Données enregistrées
···
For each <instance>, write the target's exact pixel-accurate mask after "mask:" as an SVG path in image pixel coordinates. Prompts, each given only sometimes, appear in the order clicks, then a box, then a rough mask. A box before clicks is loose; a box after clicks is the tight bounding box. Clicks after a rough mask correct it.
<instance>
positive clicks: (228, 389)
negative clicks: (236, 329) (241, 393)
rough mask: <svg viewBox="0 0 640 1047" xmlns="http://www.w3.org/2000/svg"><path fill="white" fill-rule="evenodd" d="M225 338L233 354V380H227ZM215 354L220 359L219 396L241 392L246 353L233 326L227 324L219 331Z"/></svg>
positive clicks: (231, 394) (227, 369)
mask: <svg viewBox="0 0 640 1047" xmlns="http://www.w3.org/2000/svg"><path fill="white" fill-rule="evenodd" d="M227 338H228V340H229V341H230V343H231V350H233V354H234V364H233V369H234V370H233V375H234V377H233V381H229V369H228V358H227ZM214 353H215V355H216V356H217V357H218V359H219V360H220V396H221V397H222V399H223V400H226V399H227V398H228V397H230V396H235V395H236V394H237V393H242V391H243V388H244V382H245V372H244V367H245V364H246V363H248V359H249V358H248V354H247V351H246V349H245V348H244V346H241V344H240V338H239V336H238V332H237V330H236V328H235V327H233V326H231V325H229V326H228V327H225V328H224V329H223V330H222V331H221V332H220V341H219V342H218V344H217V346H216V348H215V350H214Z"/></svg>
···
▶ **TÂCHE À RÉALISER**:
Présentez l'intégralité de la liste ci-dessus sous forme de tableau Markdown à deux colonnes, « Numéro » et « Contenu », avec une rangée par ligne non vide.

▶ **SOLUTION PROPOSÉE**:
| Numéro | Contenu |
|---|---|
| 1 | For each <instance>, write the target's exact pixel-accurate mask after "mask:" as an SVG path in image pixel coordinates. Prompts, each given only sometimes, appear in the order clicks, then a box, then a rough mask. A box before clicks is loose; a box after clicks is the tight bounding box. Clicks after a rough mask correct it. |
| 2 | <instance> |
| 3 | positive clicks: (228, 389) |
| 4 | negative clicks: (236, 329) (241, 393) |
| 5 | rough mask: <svg viewBox="0 0 640 1047" xmlns="http://www.w3.org/2000/svg"><path fill="white" fill-rule="evenodd" d="M225 338L233 354V380H227ZM215 354L220 359L219 396L241 392L246 353L233 326L227 324L219 331Z"/></svg> |
| 6 | positive clicks: (231, 394) (227, 369) |
| 7 | mask: <svg viewBox="0 0 640 1047" xmlns="http://www.w3.org/2000/svg"><path fill="white" fill-rule="evenodd" d="M227 338H228V340H229V341H230V343H231V350H233V354H234V364H233V369H234V370H233V375H234V377H233V381H229V369H228V358H227ZM214 353H215V355H216V356H217V357H218V359H219V360H220V396H221V397H222V399H223V400H226V399H227V398H228V397H230V396H235V395H236V394H237V393H242V391H243V388H244V382H245V372H244V367H245V364H246V363H248V359H249V358H248V354H247V351H246V349H245V348H244V346H241V344H240V338H239V336H238V332H237V330H236V328H235V327H233V326H231V325H229V326H228V327H225V328H224V329H223V330H222V331H221V332H220V341H219V342H218V344H217V346H216V348H215V350H214Z"/></svg> |